- [YOUR OBJECTIVE]
The response must contain the complete data, printed exactly.

*** Opening PROVIDED RECORDS ***

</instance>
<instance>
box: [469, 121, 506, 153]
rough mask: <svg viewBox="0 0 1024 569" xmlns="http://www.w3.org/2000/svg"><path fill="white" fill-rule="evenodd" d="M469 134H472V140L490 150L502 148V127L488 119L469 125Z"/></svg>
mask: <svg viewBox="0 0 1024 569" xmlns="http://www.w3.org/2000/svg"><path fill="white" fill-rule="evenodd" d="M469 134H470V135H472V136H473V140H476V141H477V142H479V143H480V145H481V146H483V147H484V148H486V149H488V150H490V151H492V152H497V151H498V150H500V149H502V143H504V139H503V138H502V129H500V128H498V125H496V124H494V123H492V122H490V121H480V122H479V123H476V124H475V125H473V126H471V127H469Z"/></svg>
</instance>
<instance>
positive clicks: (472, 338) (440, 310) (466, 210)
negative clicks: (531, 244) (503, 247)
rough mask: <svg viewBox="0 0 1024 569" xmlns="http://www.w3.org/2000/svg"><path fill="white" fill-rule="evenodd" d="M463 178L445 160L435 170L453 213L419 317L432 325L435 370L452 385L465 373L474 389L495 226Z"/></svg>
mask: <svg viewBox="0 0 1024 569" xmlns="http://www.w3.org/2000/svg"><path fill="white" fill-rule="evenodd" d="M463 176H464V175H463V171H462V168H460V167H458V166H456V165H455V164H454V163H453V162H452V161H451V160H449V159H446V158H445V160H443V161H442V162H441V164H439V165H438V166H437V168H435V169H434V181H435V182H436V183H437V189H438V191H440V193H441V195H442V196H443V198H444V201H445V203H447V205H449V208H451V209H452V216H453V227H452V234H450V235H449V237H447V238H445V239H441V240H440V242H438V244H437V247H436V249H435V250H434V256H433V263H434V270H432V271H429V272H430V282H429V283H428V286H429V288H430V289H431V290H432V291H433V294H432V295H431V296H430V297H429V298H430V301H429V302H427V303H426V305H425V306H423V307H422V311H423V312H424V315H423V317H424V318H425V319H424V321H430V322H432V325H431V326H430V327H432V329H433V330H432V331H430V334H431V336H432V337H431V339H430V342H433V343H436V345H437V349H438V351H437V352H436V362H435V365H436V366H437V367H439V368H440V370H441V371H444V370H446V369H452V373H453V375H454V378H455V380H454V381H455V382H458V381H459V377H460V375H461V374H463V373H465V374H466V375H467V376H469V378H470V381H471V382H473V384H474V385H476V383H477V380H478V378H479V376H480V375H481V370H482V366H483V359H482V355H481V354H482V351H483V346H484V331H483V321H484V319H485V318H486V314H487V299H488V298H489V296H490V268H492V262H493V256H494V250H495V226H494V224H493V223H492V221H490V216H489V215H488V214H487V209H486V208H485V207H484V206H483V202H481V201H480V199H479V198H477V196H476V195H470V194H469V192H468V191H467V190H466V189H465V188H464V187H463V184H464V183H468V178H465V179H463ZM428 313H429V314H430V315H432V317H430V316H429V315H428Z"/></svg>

*** Closing PROVIDED RECORDS ***

- [TASK OUTPUT]
</instance>
<instance>
box: [469, 121, 506, 153]
rough mask: <svg viewBox="0 0 1024 569" xmlns="http://www.w3.org/2000/svg"><path fill="white" fill-rule="evenodd" d="M469 134H472V140L490 150L502 148V127L488 119L469 125Z"/></svg>
mask: <svg viewBox="0 0 1024 569" xmlns="http://www.w3.org/2000/svg"><path fill="white" fill-rule="evenodd" d="M469 134H470V135H472V136H473V140H476V141H477V142H479V143H480V145H481V146H483V147H484V148H486V149H488V150H490V151H492V152H497V151H498V150H500V149H502V143H504V139H503V138H502V129H500V128H498V125H496V124H494V123H492V122H490V121H480V122H479V123H476V124H475V125H473V126H471V127H469Z"/></svg>
</instance>
<instance>
positive clicks: (472, 338) (440, 310) (466, 210)
negative clicks: (531, 244) (503, 247)
rough mask: <svg viewBox="0 0 1024 569" xmlns="http://www.w3.org/2000/svg"><path fill="white" fill-rule="evenodd" d="M463 178L445 160L435 170L453 213L419 317L432 325L435 370L452 385L465 373L474 389L495 226Z"/></svg>
mask: <svg viewBox="0 0 1024 569" xmlns="http://www.w3.org/2000/svg"><path fill="white" fill-rule="evenodd" d="M463 176H464V175H463V171H462V168H460V167H458V166H456V165H455V164H454V163H453V162H452V161H451V160H449V159H446V158H445V160H443V161H442V162H441V164H439V165H438V166H437V168H435V169H434V181H435V182H436V183H437V189H438V191H440V193H441V195H442V196H443V198H444V201H445V203H447V205H449V208H451V209H452V216H453V227H452V234H450V235H449V237H447V238H445V239H441V240H440V242H438V244H437V247H436V249H435V250H434V256H433V263H434V270H432V271H429V272H430V282H429V283H428V286H429V288H430V289H431V290H432V291H433V294H432V295H431V296H430V297H429V298H430V301H429V302H427V303H426V305H425V306H423V307H422V311H423V312H424V315H423V317H424V318H425V319H424V321H430V322H432V325H431V326H430V327H432V329H433V330H432V331H430V334H431V336H432V337H431V339H430V342H433V343H436V345H437V349H438V351H437V352H436V362H435V365H436V366H437V367H439V368H440V370H441V371H444V370H446V369H452V373H453V375H454V378H455V380H454V381H455V382H458V381H459V377H460V375H461V374H463V373H465V374H466V375H467V376H469V378H470V381H471V382H473V384H474V385H476V383H477V380H478V378H479V376H480V375H481V370H482V366H483V359H482V355H481V354H482V351H483V346H484V331H483V321H484V319H485V318H486V314H487V299H488V298H489V296H490V268H492V262H493V256H494V250H495V226H494V224H493V223H492V221H490V216H489V215H488V214H487V209H486V208H485V207H484V206H483V202H481V201H480V199H479V198H477V196H476V195H470V194H469V192H468V191H467V190H466V189H465V188H464V187H463V184H464V183H468V178H465V179H463ZM428 313H429V314H430V315H432V317H430V316H429V315H428Z"/></svg>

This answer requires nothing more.